» Selected excerpt
BEGIN

An H-2B allows U.S. employers to bring foreign nationals to the United States to fill temporary non-agricultural jobs when U.S. workers are not available. An H-2B must have a foreign residence and must be coming only to fill a non-agricultural position which is temporary or seasonal. Top industries utilizing H-2B workers include landscaping and construction as well as resort and hospitality services, food service and retail. The following is an opinion article written by Douglas D. Conley, Chief Compliance Officer, Action Visa Assistance, Inc.
Politics, Pandemic & Seasonal Employers: The Current State of Play for the H-2 Visa Programs
Business owners and managers know it’s hard enough to find good help, but when you can’t find any help, running your business can be nearly impossible. If your business suffers due to a lack of local labor, Action Visa Assistance may be able to help, so you can do what you do best: run your business. Information about the H2 Temporary Labor Programs is free.

END

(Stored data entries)

BEGIN

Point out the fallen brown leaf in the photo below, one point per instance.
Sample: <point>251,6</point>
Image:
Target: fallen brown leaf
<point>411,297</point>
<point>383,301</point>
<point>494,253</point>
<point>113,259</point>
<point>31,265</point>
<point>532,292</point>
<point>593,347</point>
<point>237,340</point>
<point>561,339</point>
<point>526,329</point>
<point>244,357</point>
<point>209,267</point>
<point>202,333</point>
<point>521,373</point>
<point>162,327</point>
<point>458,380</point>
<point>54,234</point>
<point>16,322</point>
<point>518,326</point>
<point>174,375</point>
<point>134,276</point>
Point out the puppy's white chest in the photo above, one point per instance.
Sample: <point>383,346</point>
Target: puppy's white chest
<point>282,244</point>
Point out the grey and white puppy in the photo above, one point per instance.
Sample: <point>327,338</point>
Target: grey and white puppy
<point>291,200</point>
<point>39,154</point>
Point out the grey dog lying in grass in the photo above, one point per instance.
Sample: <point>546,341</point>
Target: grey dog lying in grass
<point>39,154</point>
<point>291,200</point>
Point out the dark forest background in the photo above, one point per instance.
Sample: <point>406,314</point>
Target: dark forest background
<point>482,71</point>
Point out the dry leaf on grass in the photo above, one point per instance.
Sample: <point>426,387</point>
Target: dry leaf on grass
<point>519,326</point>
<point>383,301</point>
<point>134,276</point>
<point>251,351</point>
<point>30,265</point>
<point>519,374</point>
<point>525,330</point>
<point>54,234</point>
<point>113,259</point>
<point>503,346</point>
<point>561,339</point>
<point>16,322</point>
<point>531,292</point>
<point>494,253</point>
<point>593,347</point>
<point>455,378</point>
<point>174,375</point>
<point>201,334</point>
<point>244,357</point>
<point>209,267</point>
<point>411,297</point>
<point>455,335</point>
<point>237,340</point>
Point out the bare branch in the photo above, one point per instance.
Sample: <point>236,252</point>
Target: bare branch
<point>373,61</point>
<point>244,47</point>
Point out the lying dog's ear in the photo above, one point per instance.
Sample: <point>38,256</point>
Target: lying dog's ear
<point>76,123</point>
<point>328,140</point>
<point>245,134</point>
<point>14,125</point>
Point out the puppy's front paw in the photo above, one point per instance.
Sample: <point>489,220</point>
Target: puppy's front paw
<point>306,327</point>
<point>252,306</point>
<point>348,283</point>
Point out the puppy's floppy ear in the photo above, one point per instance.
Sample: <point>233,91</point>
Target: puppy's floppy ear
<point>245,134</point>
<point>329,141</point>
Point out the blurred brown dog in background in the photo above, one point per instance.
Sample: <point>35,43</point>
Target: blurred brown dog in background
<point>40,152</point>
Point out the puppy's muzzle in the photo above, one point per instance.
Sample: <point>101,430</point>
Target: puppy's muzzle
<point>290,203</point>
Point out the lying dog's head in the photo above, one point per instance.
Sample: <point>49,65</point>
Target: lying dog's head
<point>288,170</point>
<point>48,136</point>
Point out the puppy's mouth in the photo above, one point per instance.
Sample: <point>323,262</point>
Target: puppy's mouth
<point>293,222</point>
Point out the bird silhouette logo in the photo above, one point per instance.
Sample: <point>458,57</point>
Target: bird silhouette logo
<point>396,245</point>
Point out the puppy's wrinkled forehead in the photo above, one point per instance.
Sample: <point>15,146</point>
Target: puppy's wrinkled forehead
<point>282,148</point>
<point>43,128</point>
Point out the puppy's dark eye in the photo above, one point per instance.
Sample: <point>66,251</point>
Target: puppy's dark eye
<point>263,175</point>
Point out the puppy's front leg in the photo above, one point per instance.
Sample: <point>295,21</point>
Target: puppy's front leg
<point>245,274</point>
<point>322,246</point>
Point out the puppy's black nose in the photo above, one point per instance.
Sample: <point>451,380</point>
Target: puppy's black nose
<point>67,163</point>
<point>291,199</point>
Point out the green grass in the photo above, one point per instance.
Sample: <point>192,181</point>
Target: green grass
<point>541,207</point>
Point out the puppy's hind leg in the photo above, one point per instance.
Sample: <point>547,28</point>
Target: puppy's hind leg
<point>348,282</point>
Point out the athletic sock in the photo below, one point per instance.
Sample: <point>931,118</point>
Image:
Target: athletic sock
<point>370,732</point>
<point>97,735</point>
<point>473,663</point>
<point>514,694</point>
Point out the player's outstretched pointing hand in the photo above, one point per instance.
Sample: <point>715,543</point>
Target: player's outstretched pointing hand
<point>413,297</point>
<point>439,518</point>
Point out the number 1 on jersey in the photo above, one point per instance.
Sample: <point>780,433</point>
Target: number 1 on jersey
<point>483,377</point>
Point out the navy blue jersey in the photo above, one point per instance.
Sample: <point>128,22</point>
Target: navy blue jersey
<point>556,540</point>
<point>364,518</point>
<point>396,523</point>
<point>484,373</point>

END

» Exercise set
A. Which industries does the H-2B passage name as top users of H-2B workers?
B. Reproduce verbatim the portion of the H-2B passage between "An H-2B allows" and "Visa Assistance, Inc.", inclusive.
The listing is separate from the H-2B passage.

» Results in order
A. Landscaping and construction, resort and hospitality services, food service, and retail.

B.
An H-2B allows U.S. employers to bring foreign nationals to the United States to fill temporary non-agricultural jobs when U.S. workers are not available. An H-2B must have a foreign residence and must be coming only to fill a non-agricultural position which is temporary or seasonal. Top industries utilizing H-2B workers include landscaping and construction as well as resort and hospitality services, food service and retail. The following is an opinion article written by Douglas D. Conley, Chief Compliance Officer, Action Visa Assistance, Inc.